● Texte fourni:
________

Recherche juridique et sociologique sur l’accès à la justice des plus démunis

2000

Tel est le titre de l’ouvrage réalisé par Denis Dobbelstein et José Pinilla, respectivement juriste et sociologue au Centre Droits fondamentaux et Lien social (DF&LS, Belgique), qui ont mené, en Belgique, une recherche tant juridique que sociologique sur l’accès aux tribunaux et à la justice des plus démunis, avec comme souci premier la question de savoir si le système légal et la pratique institutionnelle répondaient à l’attente de ces citoyens à la marge, voire même en marge de la Cité.

________

● Données extraites:

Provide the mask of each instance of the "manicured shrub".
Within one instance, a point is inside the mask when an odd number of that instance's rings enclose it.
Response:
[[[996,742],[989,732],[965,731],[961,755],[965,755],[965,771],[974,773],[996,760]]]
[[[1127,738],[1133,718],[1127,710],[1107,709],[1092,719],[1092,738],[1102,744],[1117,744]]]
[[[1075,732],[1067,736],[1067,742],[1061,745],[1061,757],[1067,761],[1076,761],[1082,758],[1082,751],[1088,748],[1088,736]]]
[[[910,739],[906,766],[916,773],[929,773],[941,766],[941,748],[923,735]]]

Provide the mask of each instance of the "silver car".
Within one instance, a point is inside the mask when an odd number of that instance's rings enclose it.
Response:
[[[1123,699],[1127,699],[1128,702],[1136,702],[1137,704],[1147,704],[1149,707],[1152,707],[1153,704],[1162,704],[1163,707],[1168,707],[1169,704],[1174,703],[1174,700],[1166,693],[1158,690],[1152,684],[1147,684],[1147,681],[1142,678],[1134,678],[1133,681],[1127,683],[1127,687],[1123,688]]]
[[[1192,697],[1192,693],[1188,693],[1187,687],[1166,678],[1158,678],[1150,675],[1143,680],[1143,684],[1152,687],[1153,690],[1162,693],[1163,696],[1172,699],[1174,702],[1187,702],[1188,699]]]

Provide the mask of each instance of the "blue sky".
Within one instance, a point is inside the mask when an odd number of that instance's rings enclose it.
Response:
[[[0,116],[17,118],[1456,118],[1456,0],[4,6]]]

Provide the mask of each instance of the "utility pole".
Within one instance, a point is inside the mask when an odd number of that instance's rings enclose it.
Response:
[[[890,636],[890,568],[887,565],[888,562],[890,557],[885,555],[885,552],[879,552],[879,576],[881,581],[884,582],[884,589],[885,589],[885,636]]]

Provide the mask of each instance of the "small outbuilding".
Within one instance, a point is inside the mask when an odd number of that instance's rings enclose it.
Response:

________

● Tâches de l'exercice:
A) Réponds aux questions suivantes à l'aide du texte sur l'accès à la justice des plus démunis.
(i) Quelle année figure sous le titre ?
(ii) Quelle est la profession de José Pinilla ?
(iii) Dans quel pays la recherche a-t-elle été menée ?
B) Explique en une à trois phrases quelle question guidait avant tout la recherche présentée dans le texte sur l'accès à la justice des plus démunis.
C) Poursuis le texte sur l'accès à la justice des plus démunis à partir de sa dernière phrase.
Les enregistrements forment un matériau à part, distinct du texte.

● Réponses aux tâches:
A)
(i) 2000
(ii) Sociologue
(iii) La Belgique

B) La recherche voulait d'abord savoir si le système légal et la pratique institutionnelle répondaient à l'attente des plus démunis. Ces citoyens sont décrits comme vivant à la marge, voire en marge de la Cité.

C)
Une enquête de terrain

Les hypothèses de départ qui ont guidé les auteurs durant toute la recherche sont de deux ordres :

  • d’une part, les professionnels du monde judiciaire et de l’action sociale connaissent mal les personnes pauvres, fragiles et en rupture (méconnaissance de leur réalité sociale, de leur vécu, de leur rationalité). Cette hypothèse vise tant ceux qui appliquent ou mettent en oeuvre les normes, que ceux qui les conçoivent ;

  • d’autre part, les citoyens les plus vulnérables éprouvent de grandes difficultés à accéder aux droits et aux institutions en général, ainsi qu’à la justice en particulier.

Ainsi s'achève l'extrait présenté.